Document segment:
■ ■ ■ ■ ■
The case of nicotine’s purity is regulated by the US Pharmacopeia and the European Pharmacopeia. According to the definition, pharmacopeia is “an official list of drugs, containing binding standards for their composition, dosage, preparation, storage, as well as methods of testing their quality and evaluation”. Additionally, pharmacopeias also cover medicinal products, raw materials, and receipts.  In short, pharmacopeia is a reference point for chemical substances in the pharmaceutical industry and the primary source of information for chemists and pharmacists regarding the purity, quality, preparation, and application of chemical substances.

According to the European Pharmacopoeia, there are 7 specified substances the content of which must be test in nicotine. They are:

• Cotinine,
• B-nicotyrine
• Anabasine
• Nicotine-n’-oxides

• Nornicotine
• Anatabine
• Myosmine

There can not be more than 0,3% of each of these substances in the chromatograph obtained results of nicotine’s purity. Additionally, there are also tests for unspecified impurities, which can not be more than 0,1%.

III. Nicotine distillation and quality assurance in Chemnovatic

In Chemnovatic, as one of the very few companies in Europe, we distill nicotine on our own. We use fractional distillation, where the distillation process is executed under lower pressure, which, consequently, lowers the boiling point, and nicotine’s, as well as the solvent’s evaporation temperatures. After that, the substance with a lower boiling point evaporates and becomes condensed in another vessel. Hence, the nicotine extract becomes purified. We repeat the manufacturing process until our product reaches a minimum of 99,5% purity.

Having our own equipment, we have full control over this part of the process. Consequently, our PureNic 99+ is of the highest quality (pharmaceutical grade) and purity. When the distillation is finished the target products have to be stored. If you wonder what happens with the ready-to-use (for manufacturers) nicotine, you can read more about packaging and storing under this link. Let us add, however, that being located in Poland, the center of Europe, brings multiple advantages. May it serve as an example, that we can ship packages taking full responsibility for the product during the delivery to European clients and we provide full service of DGD, and IMDG shipments. We ensure quick delivery to European companies, which will not affect the nicotine products’ quality.

In 2017 Chemnovatic implemented the ISO 9001:2015, HACCP systems, and has been maintaining both certifications ever since. In 2021, Chemnovatic was successfully verified by the Intertek auditing company in the scope of: Supplier Qualification Programme (SQP) and Workplace Condition Assessment (WCA).
■ ■ ■ ■ ■
Records supplied:

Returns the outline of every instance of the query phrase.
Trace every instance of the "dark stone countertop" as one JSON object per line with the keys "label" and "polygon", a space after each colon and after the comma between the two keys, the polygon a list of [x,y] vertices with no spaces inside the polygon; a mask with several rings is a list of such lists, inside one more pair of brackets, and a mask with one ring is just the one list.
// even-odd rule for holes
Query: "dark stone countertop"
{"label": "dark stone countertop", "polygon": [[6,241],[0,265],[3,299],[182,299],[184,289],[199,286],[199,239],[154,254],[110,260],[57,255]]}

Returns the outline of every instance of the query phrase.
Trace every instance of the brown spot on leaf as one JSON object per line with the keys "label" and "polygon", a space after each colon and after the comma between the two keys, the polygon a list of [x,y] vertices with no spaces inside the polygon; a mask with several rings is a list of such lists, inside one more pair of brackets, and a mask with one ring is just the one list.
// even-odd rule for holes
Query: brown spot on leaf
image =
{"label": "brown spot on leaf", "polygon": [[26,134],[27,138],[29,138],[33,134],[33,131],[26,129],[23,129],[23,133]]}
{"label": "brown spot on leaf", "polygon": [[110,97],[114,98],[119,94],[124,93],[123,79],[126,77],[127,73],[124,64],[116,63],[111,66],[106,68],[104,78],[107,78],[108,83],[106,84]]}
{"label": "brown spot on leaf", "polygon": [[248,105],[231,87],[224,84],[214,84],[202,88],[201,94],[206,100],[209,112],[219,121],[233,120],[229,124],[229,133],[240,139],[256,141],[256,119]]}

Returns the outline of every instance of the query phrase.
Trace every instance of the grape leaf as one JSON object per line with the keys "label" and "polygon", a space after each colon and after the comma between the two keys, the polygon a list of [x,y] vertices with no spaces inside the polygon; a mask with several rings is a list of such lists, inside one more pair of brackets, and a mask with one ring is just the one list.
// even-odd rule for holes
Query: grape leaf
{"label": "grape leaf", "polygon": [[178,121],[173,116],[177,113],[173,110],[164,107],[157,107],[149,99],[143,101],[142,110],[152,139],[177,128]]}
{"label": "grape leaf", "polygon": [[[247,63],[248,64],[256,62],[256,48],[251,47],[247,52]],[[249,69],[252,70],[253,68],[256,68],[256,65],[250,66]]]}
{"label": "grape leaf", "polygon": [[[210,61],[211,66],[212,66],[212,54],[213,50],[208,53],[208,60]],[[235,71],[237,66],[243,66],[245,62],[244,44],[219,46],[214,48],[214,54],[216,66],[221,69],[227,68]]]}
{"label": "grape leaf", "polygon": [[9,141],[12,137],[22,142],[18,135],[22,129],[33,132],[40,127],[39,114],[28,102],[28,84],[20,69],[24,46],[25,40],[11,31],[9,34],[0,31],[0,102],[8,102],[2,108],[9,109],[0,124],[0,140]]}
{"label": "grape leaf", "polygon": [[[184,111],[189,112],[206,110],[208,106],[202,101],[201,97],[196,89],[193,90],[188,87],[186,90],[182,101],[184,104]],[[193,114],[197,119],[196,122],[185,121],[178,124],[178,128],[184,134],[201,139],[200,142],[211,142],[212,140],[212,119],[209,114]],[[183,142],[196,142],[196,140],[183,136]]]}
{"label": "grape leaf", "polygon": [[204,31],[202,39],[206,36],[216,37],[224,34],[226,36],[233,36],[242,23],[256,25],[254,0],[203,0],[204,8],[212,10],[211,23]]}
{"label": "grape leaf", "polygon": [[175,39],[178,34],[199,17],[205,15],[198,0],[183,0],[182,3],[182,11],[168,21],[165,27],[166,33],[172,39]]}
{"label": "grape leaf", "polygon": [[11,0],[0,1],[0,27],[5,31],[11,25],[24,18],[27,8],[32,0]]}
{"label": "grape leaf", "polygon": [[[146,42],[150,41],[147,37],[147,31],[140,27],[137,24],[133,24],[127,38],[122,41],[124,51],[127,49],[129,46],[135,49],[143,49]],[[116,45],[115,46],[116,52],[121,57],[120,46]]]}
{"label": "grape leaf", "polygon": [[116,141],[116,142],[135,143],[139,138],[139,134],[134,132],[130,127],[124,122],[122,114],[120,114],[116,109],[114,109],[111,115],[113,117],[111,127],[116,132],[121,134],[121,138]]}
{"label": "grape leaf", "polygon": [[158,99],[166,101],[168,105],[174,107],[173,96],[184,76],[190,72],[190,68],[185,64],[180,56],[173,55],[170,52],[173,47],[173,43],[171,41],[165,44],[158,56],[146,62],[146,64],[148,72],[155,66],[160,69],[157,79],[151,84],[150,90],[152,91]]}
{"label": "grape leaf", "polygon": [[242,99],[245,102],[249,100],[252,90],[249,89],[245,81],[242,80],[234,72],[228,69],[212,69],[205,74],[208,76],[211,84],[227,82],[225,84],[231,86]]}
■ ■ ■ ■ ■
Exercises to complete:
**a)** In the nicotine purity text, rewrite the stretch from "There can not" through "of 99,5% purity.", substituting "reduced pressure" for "lower pressure".
**b)** Pick up the text on nicotine purity after its last sentence and write the passage that comes next.

Answers by item number:
**a)**
There can not be more than 0,3% of each of these substances in the chromatograph obtained results of nicotine’s purity. Additionally, there are also tests for unspecified impurities, which can not be more than 0,1%.

III. Nicotine distillation and quality assurance in Chemnovatic

In Chemnovatic, as one of the very few companies in Europe, we distill nicotine on our own. We use fractional distillation, where the distillation process is executed under reduced pressure, which, consequently, lowers the boiling point, and nicotine’s, as well as the solvent’s evaporation temperatures. After that, the substance with a lower boiling point evaporates and becomes condensed in another vessel. Hence, the nicotine extract becomes purified. We repeat the manufacturing process until our product reaches a minimum of 99,5% purity.

**b)**
Keeping control over the external part of the process

We are constantly looking for and developing the source of each type of raw material, from tobacco extract to pre-purified nicotine, depending on the possibilities of suppliers and economic profitability. At the same time, we put emphasis on a stable and diversified supply chain in this area, making long-term contracts with suppliers whose reliability is proved with audits. Additionally, we focus on ESG practices that are of utter importance to us.

Each product manufactured by Chemnovatic comes with full documentation: material safety data sheet (MSDS), technical specification, and certificate of analysis.

4-Steps Quality Verification

Moreover, to ensure that our nicotine products are of the highest quality (pharmaceutical grade), we have developed the 4-Steps Quality Verification. The first stage is the inter-process laboratory analysis of each batch, which confirms the repeatability of the production process at its various stages. It is followed by laboratory analysis of each batch of the finished product. By that, we mean getting the full spectrum of EP compliance tests and others, in our in-house laboratory. Step number 3 is a multi-person panel assessment of the sensory aspects such as the smell and taste of each batch. The final stage is random confirmation of the results of internal tests in external accredited laboratories.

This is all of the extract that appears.